---- Provided records

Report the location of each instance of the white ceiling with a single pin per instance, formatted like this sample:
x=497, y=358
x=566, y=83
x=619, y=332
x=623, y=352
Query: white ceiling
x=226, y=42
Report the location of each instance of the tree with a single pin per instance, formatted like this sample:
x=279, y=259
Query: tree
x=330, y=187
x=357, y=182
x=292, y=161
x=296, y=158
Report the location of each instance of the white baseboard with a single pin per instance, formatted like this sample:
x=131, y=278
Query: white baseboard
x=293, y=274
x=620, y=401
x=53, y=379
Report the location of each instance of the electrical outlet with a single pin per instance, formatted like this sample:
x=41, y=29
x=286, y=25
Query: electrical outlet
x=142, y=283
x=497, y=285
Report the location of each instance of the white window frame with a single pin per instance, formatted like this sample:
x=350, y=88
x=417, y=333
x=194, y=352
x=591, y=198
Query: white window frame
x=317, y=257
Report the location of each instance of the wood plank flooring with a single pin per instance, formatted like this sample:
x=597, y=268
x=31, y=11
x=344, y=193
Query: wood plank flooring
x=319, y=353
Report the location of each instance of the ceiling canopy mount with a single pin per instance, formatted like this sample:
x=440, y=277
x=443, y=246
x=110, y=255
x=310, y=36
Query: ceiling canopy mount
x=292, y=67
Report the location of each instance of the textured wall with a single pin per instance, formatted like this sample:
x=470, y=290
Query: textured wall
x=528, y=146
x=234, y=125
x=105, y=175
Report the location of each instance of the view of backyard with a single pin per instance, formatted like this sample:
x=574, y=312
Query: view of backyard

--------
---- Provided records

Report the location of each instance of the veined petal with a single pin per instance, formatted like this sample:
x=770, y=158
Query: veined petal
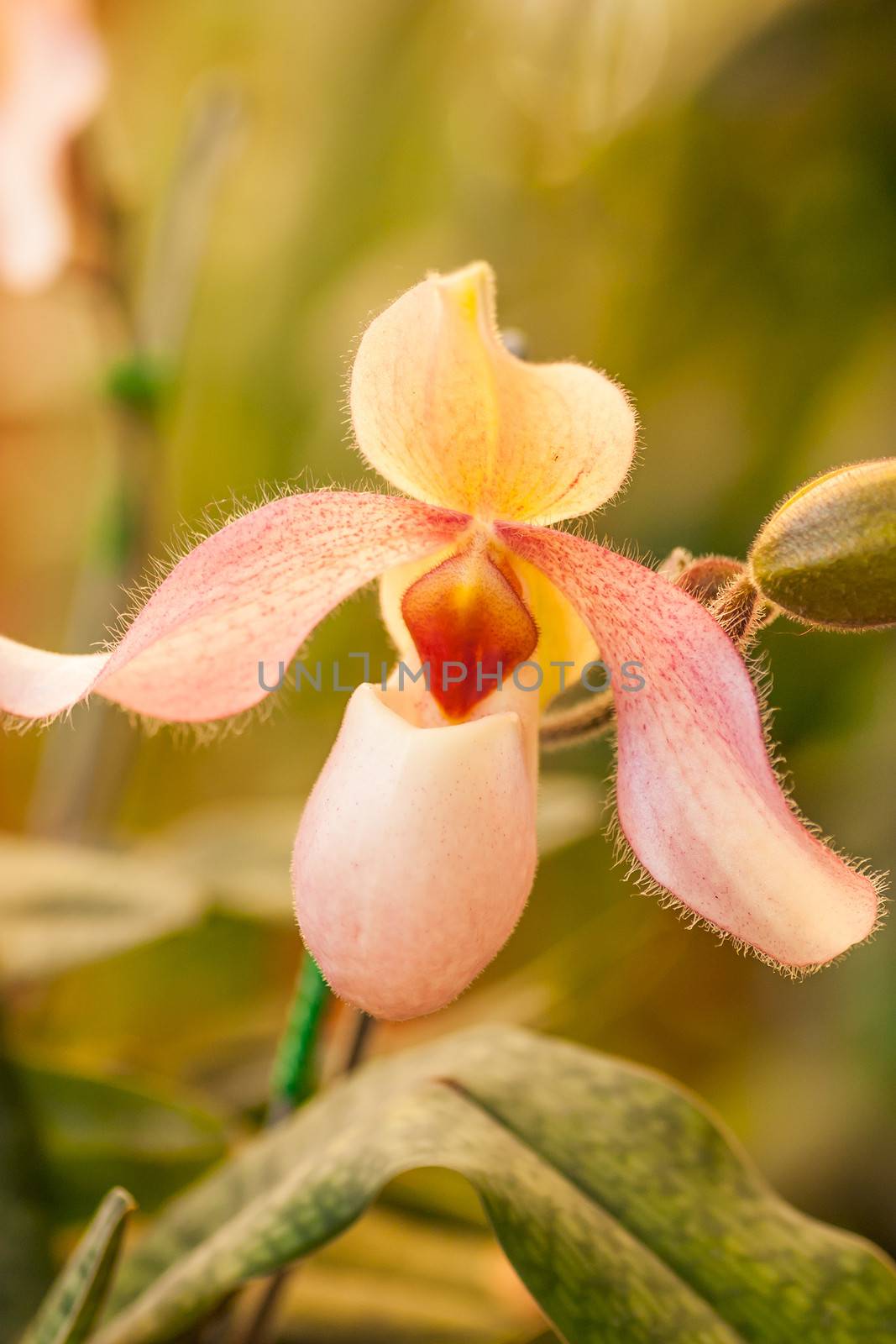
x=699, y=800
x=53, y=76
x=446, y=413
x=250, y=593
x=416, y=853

--------
---- Provided records

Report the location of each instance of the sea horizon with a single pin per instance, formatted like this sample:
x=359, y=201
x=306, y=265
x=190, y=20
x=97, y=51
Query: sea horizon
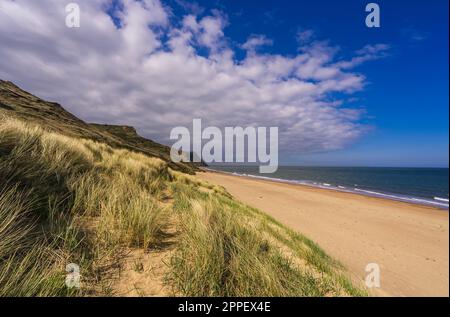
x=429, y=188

--------

Copy out every line above that contains the string "formatted", matching case exactly.

Report the location of each instance of the white ceiling with a single pin per instance, formatted like this sample:
Report the location of each instance of the tree with a single pin per instance, formatted like this sample:
Report the location of each instance of the white baseboard with a single pin per instance, formatted like this sample:
Report the location of each instance of the electrical outlet with a single pin per instance, formatted like this sample:
Report the location of each instance of the white window frame with a single pin per instance, formatted like this sample:
Report the location of each instance of the wood plank flooring with a single pin per instance, formatted like this sample:
Report the location of each instance of the ceiling canopy mount with a single pin per instance, formatted like this sample:
Report the location of each instance of the textured wall with a single pin per instance, formatted like this sample:
Report the location of each instance of the view of backyard with a single pin per instance, formatted like this sample:
Report the location of each instance of the veined petal with a single pin per instance, formatted like this sample:
Report the location of each instance of the sea horizon with a single pin per instance, formatted like this sample:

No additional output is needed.